─── TEXTO DE LA PÁGINA

La imagen del «punto azul pálido» fue popularizada por Sagan como ejemplo de nuestra insignificancia cósmica. Toda la historia de la humanidad se ha concentrado en ese insignificante y pequeño punto. Y, sin embargo, al mismo tiempo la fotografía nos muestra de lo que es capaz el ser humano. Una especie de primates más o menos inteligentes que apareció recientemente en la historia de la Tierra ha sido capaz de enviar un mensajero robótico fuera del sistema solar para fotografiar su planeta natal desde miles de millones de kilómetros de distancia. ¿No es impresionante? Y es que, parafraseando a Sagan, a pesar de nuestras miserias, el ser humano es capaz de cosas maravillosas cuando se lo propone. Las Voyager seguirán con su eterno viaje interestelar, aunque sus sistemas dejarán de funcionar y se apagarán para siempre dentro de unos años. En el improbable caso de que una civilización tecnológica las encuentre en medio del vacío, las dos naves llevan unos discos analógicos con imágenes y sonidos de la Tierra. Cuando ya no estemos aquí, cuando la humanidad haya desaparecido, cuando el Sol haya destruido la Tierra tras convertirse en una gigante roja, las dos Voyager seguirán vagando por el cosmos con sus mensajes, un recordatorio de que, una vez, en un pequeño rincón de la Vía Láctea vivieron seres inteligentes que amaron, sufrieron y se preguntaron si estaban solos en la vastedad del universo. Quizá lo único que quede de nosotros después de miles de millones de años sean esos dos discos dorados. Y quizá algún alienígena en un futuro lejano intentará descifrar, seguramente sin éxito, los mensajes grabados en ellos. «Hola de parte de los niños del planeta Tierra», dice uno de esos mensajes de voz, grabado por un pequeño niño de seis años que no era otro que Nick Sagan, uno de los hijos de Carl Sagan.
Pocas ramas de la ciencia existen que sean más inspiradoras que la astronomía. Hay quienes piensan que la ciencia es incompatible con el romanticismo o el humanismo. Todo lo contrario. Más allá de los beneficios tecnológicos de los que todos disfrutamos, gracias a la ciencia somos conscientes de nuestro lugar en el cosmos. La solución a los muchos males que aquejan nuestro planeta y a nosotros no es menos ciencia, sino más. El tremendo poder de la astronomía para inspirar a los más jóvenes es una oportunidad maravillosa para introducir a las nuevas generaciones en los diferentes campos de la ciencia y cultivar las vocaciones científicas.

──────

▶ **EJERCICIO 1**: Resume en dos oraciones el texto sobre las Voyager y la astronomía.
▶ **EJERCICIO 2**: Enumera todas las acciones que el texto sobre las Voyager y la astronomía atribuye a los seres inteligentes que vivieron «en un pequeño rincón de la Vía Láctea».

─── DATOS REGISTRADOS

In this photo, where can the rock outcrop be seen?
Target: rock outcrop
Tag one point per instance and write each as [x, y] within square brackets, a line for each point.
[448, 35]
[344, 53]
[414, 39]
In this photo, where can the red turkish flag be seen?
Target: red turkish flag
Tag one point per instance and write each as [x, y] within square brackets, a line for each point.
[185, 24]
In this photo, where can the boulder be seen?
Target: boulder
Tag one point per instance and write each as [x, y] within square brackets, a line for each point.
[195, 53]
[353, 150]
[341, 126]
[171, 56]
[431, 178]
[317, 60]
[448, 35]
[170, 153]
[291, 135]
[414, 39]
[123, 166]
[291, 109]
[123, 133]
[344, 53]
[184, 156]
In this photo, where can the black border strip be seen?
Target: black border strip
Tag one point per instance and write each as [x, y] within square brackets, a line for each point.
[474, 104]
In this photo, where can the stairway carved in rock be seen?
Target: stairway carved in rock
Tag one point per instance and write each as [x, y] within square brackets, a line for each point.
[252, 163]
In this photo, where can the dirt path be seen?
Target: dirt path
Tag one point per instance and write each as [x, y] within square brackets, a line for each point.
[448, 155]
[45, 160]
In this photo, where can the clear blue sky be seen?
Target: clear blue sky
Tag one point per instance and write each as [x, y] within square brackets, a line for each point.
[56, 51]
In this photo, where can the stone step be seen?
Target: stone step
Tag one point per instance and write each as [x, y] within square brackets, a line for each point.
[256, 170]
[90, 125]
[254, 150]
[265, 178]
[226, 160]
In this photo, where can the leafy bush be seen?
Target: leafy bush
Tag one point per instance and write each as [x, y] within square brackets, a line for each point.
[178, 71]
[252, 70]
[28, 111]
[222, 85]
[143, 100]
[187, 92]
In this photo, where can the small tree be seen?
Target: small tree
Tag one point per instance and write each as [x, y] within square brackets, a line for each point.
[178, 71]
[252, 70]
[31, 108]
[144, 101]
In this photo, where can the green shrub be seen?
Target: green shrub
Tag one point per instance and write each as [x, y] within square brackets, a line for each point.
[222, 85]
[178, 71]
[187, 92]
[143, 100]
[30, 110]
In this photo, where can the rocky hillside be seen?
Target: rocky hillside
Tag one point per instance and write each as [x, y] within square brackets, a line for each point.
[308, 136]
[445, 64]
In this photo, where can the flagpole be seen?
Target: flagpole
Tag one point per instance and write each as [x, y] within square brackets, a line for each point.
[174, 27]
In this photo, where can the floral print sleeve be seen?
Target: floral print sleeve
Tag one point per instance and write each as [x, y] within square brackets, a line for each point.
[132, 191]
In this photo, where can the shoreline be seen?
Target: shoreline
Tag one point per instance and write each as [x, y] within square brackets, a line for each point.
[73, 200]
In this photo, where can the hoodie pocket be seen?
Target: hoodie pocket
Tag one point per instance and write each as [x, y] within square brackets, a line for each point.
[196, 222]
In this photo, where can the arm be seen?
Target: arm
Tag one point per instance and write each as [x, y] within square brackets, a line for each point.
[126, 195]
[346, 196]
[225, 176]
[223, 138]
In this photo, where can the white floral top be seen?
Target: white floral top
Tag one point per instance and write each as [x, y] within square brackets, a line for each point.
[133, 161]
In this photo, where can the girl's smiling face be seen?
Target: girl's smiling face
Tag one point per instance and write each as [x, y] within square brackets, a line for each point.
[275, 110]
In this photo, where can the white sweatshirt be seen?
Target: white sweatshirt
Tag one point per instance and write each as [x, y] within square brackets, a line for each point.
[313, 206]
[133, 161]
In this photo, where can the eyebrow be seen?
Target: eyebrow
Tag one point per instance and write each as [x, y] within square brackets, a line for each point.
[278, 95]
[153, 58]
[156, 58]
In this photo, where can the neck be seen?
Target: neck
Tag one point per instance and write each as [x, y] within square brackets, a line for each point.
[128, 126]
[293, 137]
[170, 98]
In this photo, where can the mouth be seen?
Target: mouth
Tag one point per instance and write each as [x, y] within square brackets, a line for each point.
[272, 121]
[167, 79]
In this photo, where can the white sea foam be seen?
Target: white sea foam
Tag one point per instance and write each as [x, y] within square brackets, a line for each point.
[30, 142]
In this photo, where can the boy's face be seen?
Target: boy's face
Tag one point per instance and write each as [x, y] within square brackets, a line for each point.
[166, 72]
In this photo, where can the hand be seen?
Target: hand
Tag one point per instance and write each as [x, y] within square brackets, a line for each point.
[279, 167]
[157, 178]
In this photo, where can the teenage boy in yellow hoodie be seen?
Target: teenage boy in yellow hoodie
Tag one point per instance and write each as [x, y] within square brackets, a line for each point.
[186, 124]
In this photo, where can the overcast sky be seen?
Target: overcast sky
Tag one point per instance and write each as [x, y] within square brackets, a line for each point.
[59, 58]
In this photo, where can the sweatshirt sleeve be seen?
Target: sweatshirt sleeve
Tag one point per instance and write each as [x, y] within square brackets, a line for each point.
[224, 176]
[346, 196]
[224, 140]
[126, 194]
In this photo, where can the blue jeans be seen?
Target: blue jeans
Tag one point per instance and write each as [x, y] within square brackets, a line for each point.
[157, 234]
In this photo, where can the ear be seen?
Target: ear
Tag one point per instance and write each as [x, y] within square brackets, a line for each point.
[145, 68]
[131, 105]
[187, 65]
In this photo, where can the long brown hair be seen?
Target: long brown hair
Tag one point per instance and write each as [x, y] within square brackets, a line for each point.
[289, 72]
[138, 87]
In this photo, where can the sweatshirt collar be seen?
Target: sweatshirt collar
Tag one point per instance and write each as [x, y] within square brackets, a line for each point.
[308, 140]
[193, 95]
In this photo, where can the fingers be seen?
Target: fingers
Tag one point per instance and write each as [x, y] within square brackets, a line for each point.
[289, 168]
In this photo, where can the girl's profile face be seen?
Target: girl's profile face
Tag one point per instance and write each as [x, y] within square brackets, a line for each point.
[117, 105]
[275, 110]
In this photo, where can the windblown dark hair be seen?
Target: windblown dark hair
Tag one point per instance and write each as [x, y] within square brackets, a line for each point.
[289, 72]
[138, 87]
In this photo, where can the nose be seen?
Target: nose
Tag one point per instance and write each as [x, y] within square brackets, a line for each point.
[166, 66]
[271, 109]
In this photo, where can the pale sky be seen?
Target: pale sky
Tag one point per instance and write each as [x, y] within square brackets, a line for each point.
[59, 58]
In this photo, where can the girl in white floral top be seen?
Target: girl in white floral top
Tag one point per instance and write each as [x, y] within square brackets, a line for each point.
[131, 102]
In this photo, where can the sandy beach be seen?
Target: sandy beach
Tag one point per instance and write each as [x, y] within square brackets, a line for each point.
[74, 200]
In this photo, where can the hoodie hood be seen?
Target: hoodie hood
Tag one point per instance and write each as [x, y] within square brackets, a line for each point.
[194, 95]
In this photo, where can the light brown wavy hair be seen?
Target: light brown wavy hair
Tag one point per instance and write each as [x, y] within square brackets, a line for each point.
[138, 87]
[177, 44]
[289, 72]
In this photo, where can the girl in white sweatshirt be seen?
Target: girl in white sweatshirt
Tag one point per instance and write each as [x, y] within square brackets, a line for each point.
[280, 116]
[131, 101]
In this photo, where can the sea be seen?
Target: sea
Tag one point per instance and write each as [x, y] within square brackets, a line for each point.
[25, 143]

──────

▶ **RESPUESTA 1**: La imagen del «punto azul pálido», popularizada por Sagan, muestra a la vez nuestra insignificancia cósmica y la capacidad del ser humano de enviar un mensajero robótico fuera del sistema solar. Las dos Voyager seguirán vagando por el cosmos con discos de imágenes y sonidos de la Tierra incluso cuando la humanidad haya desaparecido, y la astronomía, por su poder para inspirar a los jóvenes, es una oportunidad para cultivar las vocaciones científicas.

▶ **RESPUESTA 2**:
- Amaron.
- Sufrieron.
- Se preguntaron si estaban solos en la vastedad del universo.